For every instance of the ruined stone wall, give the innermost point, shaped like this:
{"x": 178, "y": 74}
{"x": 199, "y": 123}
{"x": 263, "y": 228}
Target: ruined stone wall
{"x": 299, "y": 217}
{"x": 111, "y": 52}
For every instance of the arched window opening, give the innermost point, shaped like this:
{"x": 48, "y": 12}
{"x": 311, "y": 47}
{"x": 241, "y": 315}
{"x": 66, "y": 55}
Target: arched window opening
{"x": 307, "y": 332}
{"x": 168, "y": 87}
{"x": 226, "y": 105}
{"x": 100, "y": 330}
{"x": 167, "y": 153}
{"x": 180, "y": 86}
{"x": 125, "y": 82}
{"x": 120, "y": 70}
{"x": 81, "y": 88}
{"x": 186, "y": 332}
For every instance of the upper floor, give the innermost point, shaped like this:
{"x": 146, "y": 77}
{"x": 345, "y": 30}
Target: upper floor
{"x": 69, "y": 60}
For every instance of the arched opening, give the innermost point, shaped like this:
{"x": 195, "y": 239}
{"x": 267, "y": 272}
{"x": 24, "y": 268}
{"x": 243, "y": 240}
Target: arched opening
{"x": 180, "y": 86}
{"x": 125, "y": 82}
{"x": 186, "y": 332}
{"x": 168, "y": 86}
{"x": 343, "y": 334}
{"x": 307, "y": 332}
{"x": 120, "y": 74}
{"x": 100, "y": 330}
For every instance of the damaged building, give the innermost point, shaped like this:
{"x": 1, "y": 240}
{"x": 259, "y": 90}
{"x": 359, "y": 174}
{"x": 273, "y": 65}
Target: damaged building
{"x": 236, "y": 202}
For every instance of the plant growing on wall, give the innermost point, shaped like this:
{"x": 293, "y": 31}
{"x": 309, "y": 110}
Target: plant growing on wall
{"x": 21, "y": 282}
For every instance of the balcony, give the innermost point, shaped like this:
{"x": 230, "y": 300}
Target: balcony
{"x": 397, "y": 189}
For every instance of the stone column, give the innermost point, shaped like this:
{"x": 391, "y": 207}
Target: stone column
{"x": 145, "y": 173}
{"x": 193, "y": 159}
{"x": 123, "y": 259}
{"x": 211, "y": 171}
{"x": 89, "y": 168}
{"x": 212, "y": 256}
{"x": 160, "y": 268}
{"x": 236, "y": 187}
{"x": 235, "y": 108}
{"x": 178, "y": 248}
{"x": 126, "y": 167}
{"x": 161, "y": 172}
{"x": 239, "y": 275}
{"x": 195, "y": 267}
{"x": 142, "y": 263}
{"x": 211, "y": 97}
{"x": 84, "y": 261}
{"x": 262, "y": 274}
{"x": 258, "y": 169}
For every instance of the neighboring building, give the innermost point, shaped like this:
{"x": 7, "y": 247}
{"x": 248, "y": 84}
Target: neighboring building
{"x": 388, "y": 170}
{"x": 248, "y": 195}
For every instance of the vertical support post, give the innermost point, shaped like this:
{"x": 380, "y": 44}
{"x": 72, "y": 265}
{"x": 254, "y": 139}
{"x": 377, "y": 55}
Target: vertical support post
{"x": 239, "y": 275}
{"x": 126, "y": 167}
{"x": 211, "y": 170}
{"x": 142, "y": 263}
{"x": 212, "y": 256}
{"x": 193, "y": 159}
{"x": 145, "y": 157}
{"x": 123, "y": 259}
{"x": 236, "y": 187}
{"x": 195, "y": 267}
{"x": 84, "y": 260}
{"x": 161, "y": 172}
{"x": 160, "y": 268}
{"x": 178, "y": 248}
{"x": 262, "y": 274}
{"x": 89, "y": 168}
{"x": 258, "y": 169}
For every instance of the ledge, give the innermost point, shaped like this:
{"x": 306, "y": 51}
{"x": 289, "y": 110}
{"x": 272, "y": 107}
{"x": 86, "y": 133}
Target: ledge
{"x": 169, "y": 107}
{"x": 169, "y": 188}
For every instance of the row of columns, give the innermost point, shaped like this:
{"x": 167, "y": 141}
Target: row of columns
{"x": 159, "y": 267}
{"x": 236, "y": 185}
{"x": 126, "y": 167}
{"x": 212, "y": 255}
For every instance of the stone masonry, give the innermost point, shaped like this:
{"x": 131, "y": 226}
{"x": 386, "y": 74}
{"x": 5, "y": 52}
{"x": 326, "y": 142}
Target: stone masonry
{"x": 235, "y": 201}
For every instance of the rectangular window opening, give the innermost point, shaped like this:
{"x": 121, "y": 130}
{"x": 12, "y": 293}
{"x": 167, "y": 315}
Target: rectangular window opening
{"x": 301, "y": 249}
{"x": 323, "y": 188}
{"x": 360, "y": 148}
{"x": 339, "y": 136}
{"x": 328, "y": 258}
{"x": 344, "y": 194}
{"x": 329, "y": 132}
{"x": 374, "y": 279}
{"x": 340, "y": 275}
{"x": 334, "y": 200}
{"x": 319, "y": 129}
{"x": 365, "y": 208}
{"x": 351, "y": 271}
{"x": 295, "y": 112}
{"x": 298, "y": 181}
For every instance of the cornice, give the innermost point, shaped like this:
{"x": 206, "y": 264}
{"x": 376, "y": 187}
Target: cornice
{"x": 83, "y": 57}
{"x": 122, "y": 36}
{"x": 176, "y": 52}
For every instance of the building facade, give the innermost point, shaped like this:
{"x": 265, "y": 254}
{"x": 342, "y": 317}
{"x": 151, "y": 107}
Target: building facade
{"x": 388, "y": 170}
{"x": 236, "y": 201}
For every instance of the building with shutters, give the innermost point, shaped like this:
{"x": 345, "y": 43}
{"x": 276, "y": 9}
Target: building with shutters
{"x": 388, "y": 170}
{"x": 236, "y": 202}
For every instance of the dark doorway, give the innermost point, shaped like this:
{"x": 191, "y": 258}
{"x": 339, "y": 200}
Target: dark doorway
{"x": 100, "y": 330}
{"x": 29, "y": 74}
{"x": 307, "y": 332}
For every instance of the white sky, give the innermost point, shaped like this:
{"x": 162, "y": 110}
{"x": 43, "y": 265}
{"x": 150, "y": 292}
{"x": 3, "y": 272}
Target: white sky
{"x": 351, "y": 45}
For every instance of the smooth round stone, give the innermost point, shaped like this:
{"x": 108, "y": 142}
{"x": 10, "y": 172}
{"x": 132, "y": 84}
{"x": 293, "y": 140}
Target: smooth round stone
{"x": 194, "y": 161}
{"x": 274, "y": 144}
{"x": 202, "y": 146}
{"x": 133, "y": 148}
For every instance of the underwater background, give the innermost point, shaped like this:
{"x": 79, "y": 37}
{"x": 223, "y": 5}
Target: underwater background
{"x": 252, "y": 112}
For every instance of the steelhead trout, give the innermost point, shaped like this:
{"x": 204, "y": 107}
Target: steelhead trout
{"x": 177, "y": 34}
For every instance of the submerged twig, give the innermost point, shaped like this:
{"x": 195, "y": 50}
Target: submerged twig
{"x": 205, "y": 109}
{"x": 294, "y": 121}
******************************
● **Task goal**
Copy out the full listing above. Keep every word as it is.

● **Completed task**
For every instance of the ruined stone wall, give the innermost point, shaped like this:
{"x": 178, "y": 74}
{"x": 199, "y": 123}
{"x": 263, "y": 228}
Target: ruined stone wall
{"x": 299, "y": 217}
{"x": 111, "y": 52}
For every instance of the arched window opening, give the innermost point, shaped like this:
{"x": 48, "y": 12}
{"x": 311, "y": 47}
{"x": 241, "y": 315}
{"x": 66, "y": 55}
Target: arched window opening
{"x": 307, "y": 332}
{"x": 168, "y": 87}
{"x": 226, "y": 105}
{"x": 100, "y": 330}
{"x": 167, "y": 153}
{"x": 180, "y": 86}
{"x": 125, "y": 82}
{"x": 120, "y": 70}
{"x": 81, "y": 88}
{"x": 186, "y": 332}
For every instance of the upper floor, give the innermost point, shaped like this:
{"x": 146, "y": 77}
{"x": 345, "y": 30}
Target: upper floor
{"x": 69, "y": 60}
For every instance of the arched opening, give the innermost point, shaped like this:
{"x": 195, "y": 239}
{"x": 267, "y": 272}
{"x": 24, "y": 268}
{"x": 243, "y": 240}
Target: arched opening
{"x": 180, "y": 86}
{"x": 125, "y": 82}
{"x": 186, "y": 332}
{"x": 168, "y": 86}
{"x": 343, "y": 334}
{"x": 307, "y": 332}
{"x": 120, "y": 74}
{"x": 100, "y": 330}
For every instance of the damaged building, give the innermost point, shaped like this:
{"x": 1, "y": 240}
{"x": 259, "y": 90}
{"x": 359, "y": 174}
{"x": 273, "y": 65}
Target: damaged building
{"x": 236, "y": 202}
For every instance of the plant growing on wall, give the innermost point, shaped like this:
{"x": 293, "y": 31}
{"x": 309, "y": 110}
Target: plant growing on wall
{"x": 21, "y": 282}
For every instance of the balcony, give the innermost point, shaped like this:
{"x": 230, "y": 300}
Target: balcony
{"x": 397, "y": 189}
For every instance of the stone column, give the innermost point, shaped like this:
{"x": 391, "y": 207}
Target: stone column
{"x": 145, "y": 173}
{"x": 193, "y": 159}
{"x": 123, "y": 259}
{"x": 211, "y": 171}
{"x": 89, "y": 168}
{"x": 212, "y": 256}
{"x": 160, "y": 268}
{"x": 236, "y": 187}
{"x": 235, "y": 108}
{"x": 178, "y": 248}
{"x": 126, "y": 167}
{"x": 161, "y": 172}
{"x": 239, "y": 275}
{"x": 195, "y": 267}
{"x": 142, "y": 263}
{"x": 211, "y": 97}
{"x": 84, "y": 261}
{"x": 262, "y": 274}
{"x": 258, "y": 169}
For every instance of the neighboring building, give the innermost point, shaped like this:
{"x": 7, "y": 247}
{"x": 248, "y": 84}
Target: neighboring building
{"x": 388, "y": 170}
{"x": 248, "y": 195}
For every instance of the vertical support post, give the innermost point, shaped like this:
{"x": 380, "y": 44}
{"x": 72, "y": 265}
{"x": 254, "y": 139}
{"x": 377, "y": 55}
Target: vertical support post
{"x": 239, "y": 275}
{"x": 126, "y": 167}
{"x": 211, "y": 170}
{"x": 142, "y": 263}
{"x": 212, "y": 256}
{"x": 193, "y": 159}
{"x": 145, "y": 157}
{"x": 123, "y": 259}
{"x": 236, "y": 187}
{"x": 195, "y": 267}
{"x": 84, "y": 260}
{"x": 161, "y": 172}
{"x": 160, "y": 268}
{"x": 178, "y": 248}
{"x": 262, "y": 274}
{"x": 89, "y": 168}
{"x": 258, "y": 169}
For every instance of the ledge, give the innermost point, shaped like this:
{"x": 306, "y": 51}
{"x": 289, "y": 110}
{"x": 272, "y": 107}
{"x": 86, "y": 133}
Target: ledge
{"x": 169, "y": 107}
{"x": 169, "y": 188}
For every instance of the row of columns, give the innermost point, shaped like this:
{"x": 167, "y": 141}
Target: row of columns
{"x": 159, "y": 267}
{"x": 236, "y": 185}
{"x": 126, "y": 167}
{"x": 212, "y": 255}
For every instance of the stone masonry, give the innermost point, shaped like this:
{"x": 131, "y": 226}
{"x": 386, "y": 74}
{"x": 5, "y": 52}
{"x": 326, "y": 142}
Target: stone masonry
{"x": 235, "y": 201}
For every instance of the rectangular window opening, give the innermost point, shaped like this:
{"x": 121, "y": 130}
{"x": 12, "y": 293}
{"x": 167, "y": 315}
Target: rectangular window opening
{"x": 301, "y": 249}
{"x": 323, "y": 188}
{"x": 360, "y": 148}
{"x": 339, "y": 136}
{"x": 328, "y": 258}
{"x": 344, "y": 194}
{"x": 329, "y": 132}
{"x": 374, "y": 279}
{"x": 340, "y": 275}
{"x": 334, "y": 200}
{"x": 319, "y": 129}
{"x": 365, "y": 208}
{"x": 351, "y": 271}
{"x": 295, "y": 112}
{"x": 298, "y": 181}
For every instance of the cornice, give the innermost point, shaped like this:
{"x": 206, "y": 264}
{"x": 376, "y": 187}
Target: cornice
{"x": 83, "y": 57}
{"x": 122, "y": 36}
{"x": 176, "y": 52}
For every instance of the building facade, give the innermost point, shaped like this:
{"x": 265, "y": 254}
{"x": 342, "y": 317}
{"x": 151, "y": 107}
Target: building facade
{"x": 388, "y": 170}
{"x": 236, "y": 201}
For every instance of the building with shutters, give the innermost point, shaped like this:
{"x": 345, "y": 43}
{"x": 276, "y": 9}
Target: building with shutters
{"x": 388, "y": 170}
{"x": 236, "y": 202}
For every instance of the dark doorway, give the innermost point, shaped like this:
{"x": 191, "y": 258}
{"x": 339, "y": 200}
Target: dark doorway
{"x": 100, "y": 330}
{"x": 29, "y": 74}
{"x": 307, "y": 332}
For every instance of the white sky, give the innermost point, shaped like this:
{"x": 162, "y": 110}
{"x": 43, "y": 265}
{"x": 150, "y": 292}
{"x": 3, "y": 272}
Target: white sky
{"x": 351, "y": 45}
For every instance of the smooth round stone, give the innermost point, shaped like this:
{"x": 108, "y": 142}
{"x": 10, "y": 172}
{"x": 132, "y": 84}
{"x": 293, "y": 140}
Target: smooth round stone
{"x": 194, "y": 161}
{"x": 274, "y": 144}
{"x": 202, "y": 146}
{"x": 133, "y": 148}
For every instance of the underwater background, give the innermost point, shaped like this:
{"x": 79, "y": 37}
{"x": 223, "y": 5}
Target: underwater background
{"x": 252, "y": 112}
For every instance of the steelhead trout, give the innermost point, shaped like this:
{"x": 204, "y": 107}
Target: steelhead trout
{"x": 177, "y": 34}
For every instance of the submerged twig, give the innermost point, shaped like this:
{"x": 195, "y": 50}
Target: submerged twig
{"x": 205, "y": 109}
{"x": 294, "y": 121}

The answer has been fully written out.